● **TASK INSTRUCTIONS**
If a line in the records below holds the string "instance", count it; give only the total.

Collected data:
+---+

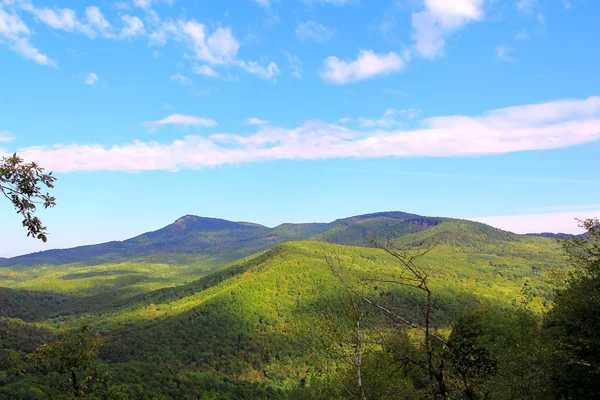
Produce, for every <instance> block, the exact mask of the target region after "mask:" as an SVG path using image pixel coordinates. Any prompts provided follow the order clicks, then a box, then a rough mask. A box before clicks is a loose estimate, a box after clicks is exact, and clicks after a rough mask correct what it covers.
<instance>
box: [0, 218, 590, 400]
mask: <svg viewBox="0 0 600 400" xmlns="http://www.w3.org/2000/svg"><path fill="white" fill-rule="evenodd" d="M585 228H586V229H587V231H588V234H587V235H582V236H574V237H564V238H559V239H556V238H547V237H535V236H524V235H516V234H512V233H509V232H505V231H501V230H498V229H495V228H492V227H490V226H487V225H484V224H480V223H475V222H470V221H463V220H454V219H448V218H428V217H420V216H416V215H412V214H405V213H378V214H370V215H363V216H357V217H351V218H347V219H343V220H338V221H334V222H332V223H329V224H284V225H282V226H279V227H277V228H273V229H271V228H266V227H262V226H260V225H255V224H248V223H235V222H229V221H223V220H215V219H207V218H200V217H193V216H186V217H182V218H180V219H179V220H177V221H176V222H175V223H173V224H172V225H169V226H167V227H165V228H163V229H161V230H159V231H156V232H150V233H147V234H144V235H141V236H139V237H136V238H133V239H130V240H128V241H125V242H113V243H107V244H102V245H97V246H86V247H82V248H74V249H68V250H60V251H48V252H41V253H35V254H32V255H29V256H23V257H16V258H13V259H4V260H2V267H0V285H1V287H0V310H1V311H0V366H1V372H0V383H1V387H0V398H1V399H61V398H65V399H69V398H79V397H82V398H89V399H148V400H150V399H252V398H265V399H338V398H349V399H350V398H357V399H395V398H402V399H590V398H594V397H595V396H600V384H599V383H598V382H600V379H599V378H600V369H599V365H600V364H599V361H600V360H599V357H600V352H599V350H600V339H599V338H600V336H598V334H597V333H596V332H597V328H598V324H599V320H598V319H597V318H598V317H597V316H598V315H600V314H599V313H598V311H599V306H600V301H599V300H598V299H600V286H599V285H598V282H599V280H598V272H599V271H600V268H599V264H598V261H599V260H600V251H599V249H600V226H599V225H598V221H594V220H589V221H587V222H586V223H585Z"/></svg>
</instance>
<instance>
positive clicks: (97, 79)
mask: <svg viewBox="0 0 600 400" xmlns="http://www.w3.org/2000/svg"><path fill="white" fill-rule="evenodd" d="M83 81H84V82H85V84H86V85H88V86H94V84H95V83H96V82H98V75H96V73H94V72H90V73H89V74H87V75H86V76H85V79H84V80H83Z"/></svg>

+---+

● **TASK SOLUTION**
4